┌─ Vorliegender Text
Hier präsentieren wir die Daten von 14 Jahren (2000-2013), geliefert vom Aufnahmeregister, des für das Einfangen von Streunerhunden zuständigen staatlichen Tierheims (PS = publik shelter) einer italienischen Provinz. Das Ziel dieser retrospektiven Studie war es, die lokale Population von Streunerhunden zu beschreiben, deren Herkunft zu identifizieren und die Wirksamkeit der von den lokalen Behörden durchgeführten Maßnahmen zu bewerten. Im untersuchten Zeitraum wurden 7475 Hunde im PS registriert.

Trotz eines intensiven Kastrationsplanes (mit durchschnittlich 381,7 Kastrationen** pro Jahr), verringerte sich die Gesamtzahl der Hunde die im PS aufgenommen wurden, über die Jahre hinweg nicht. Die Ergebnisse weisen auf mangelndes Verantwortungsbewusstsein der Halter hin, die ihre Hunde weder kastrieren noch kennzeichnen, intakte Tiere frei streunen lassen und damit unkontrollierte und unerwünschte Würfe produzieren.

Die aktuelle Strategie für das Management der Hundepopulation, die sowohl auf Unterbringung im Tierheim, als auch auf „Einfangen-Kastrieren-Aussetzen“-Programmen basiert, ist nicht effektiv genug, um das Streuner-Phänomen zu bewältigen. Aufklärungs- und Sterilisationsprogramme** sollten integraler Bestandteil eines erfolgreich umgesetzten Kontrollplans für Streunerhunde sein. Unsere Ergebnisse liefern zusätzlich Erkenntnisse über Populationsdynamik und Steuerungssysteme von Streunerhunden, sowie wichtige Schlussfolgerungen für die Versuche, in ganz Europa, im Rahmen der örtlichen Gegebenheiten, das Streuner-Phänomen zu bewältigen.

Hintergrundinformationen
An Maßnahmen zum Management von Streunerhunden sind sowohl länderübergreifende Organisationen* (OIE und FAO) und die europäische Kommission, als auch örtliche Behörden beteiligt. Auf dem ersten OIE Seminar zum Management der Streunerhunde im Balkan berichteten z.B. 60 % der beteiligten Länder von einer Zunahme der Streuner-Population und alle bis auf zwei Länder zudem von Tollwut bei Wild- und Haustieren.
└─
┌─ Vorliegende Daten
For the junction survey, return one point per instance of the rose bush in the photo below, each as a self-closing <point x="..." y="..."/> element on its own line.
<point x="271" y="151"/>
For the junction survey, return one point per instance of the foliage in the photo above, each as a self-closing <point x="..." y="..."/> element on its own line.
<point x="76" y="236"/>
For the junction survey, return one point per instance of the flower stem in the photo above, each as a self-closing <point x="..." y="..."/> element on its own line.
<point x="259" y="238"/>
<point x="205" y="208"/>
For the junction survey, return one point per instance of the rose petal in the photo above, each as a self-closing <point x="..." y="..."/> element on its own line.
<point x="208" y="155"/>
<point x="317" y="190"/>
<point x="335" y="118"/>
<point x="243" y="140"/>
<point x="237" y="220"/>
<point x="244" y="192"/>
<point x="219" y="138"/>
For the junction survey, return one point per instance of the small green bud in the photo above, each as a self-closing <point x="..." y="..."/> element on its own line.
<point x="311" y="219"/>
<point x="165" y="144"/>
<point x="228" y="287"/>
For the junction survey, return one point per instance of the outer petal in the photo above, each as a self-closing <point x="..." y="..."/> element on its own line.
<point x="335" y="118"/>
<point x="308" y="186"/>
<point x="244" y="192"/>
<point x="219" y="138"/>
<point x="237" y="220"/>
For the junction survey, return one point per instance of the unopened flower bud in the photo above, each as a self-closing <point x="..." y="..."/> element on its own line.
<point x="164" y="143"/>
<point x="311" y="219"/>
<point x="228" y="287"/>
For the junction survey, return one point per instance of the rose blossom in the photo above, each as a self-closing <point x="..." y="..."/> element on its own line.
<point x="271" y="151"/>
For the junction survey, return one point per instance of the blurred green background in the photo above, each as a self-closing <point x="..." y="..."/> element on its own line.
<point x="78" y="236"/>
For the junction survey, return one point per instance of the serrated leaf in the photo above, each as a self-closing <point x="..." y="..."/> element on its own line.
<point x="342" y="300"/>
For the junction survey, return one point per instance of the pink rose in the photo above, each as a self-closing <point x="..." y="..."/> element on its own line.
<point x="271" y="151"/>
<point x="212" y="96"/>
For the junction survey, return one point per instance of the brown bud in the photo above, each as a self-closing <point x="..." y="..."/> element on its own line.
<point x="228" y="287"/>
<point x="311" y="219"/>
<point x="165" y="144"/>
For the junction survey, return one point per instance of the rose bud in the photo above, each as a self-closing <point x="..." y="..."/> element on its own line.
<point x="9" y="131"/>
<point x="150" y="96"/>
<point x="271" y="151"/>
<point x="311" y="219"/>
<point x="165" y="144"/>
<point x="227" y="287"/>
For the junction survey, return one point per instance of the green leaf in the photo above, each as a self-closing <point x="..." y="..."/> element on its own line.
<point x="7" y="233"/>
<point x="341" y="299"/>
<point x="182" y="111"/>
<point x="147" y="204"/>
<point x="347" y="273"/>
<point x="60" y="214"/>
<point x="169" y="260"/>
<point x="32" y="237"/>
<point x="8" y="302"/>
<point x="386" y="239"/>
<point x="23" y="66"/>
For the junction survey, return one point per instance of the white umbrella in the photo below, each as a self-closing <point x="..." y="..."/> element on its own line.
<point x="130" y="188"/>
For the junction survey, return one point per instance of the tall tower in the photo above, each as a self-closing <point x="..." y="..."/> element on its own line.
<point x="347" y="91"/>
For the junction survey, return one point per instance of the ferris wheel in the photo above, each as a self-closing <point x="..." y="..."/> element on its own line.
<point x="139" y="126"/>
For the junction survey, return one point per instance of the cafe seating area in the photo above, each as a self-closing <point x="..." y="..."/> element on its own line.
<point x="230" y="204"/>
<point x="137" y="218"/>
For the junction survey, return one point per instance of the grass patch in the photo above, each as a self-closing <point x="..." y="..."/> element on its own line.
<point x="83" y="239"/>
└─
- _Arbeitsauftrag_: Schreibe den Text über Streunerhunde in einer italienischen Provinz im Anschluss an seinen letzten Satz weiter. Die Datensätze haben mit dem Text nichts zu tun.

- _Lösung_:
Das italienische Gesetz 281/1991 zum Schutz von Haustieren und Streunerhunden, fördert die Kennzeichnung, Registrierung und Fortpflanzungskontrolle von Hunden und soll streunende und ausgesetzte Tiere schützen. Obwohl 72 % der Halter von der Kennzeichnungspflicht ihres Hundes wissen, befolgt sie nur die Hälfte. Das Gesetz verbietet die Euthanasie von streunenden Tieren, soweit sie nicht schwer / unheilbar krank sind oder sich als gefährlich erwiesen haben. Das Gesetz bietet jedoch keine Standards für das Management der Streuner. ........................................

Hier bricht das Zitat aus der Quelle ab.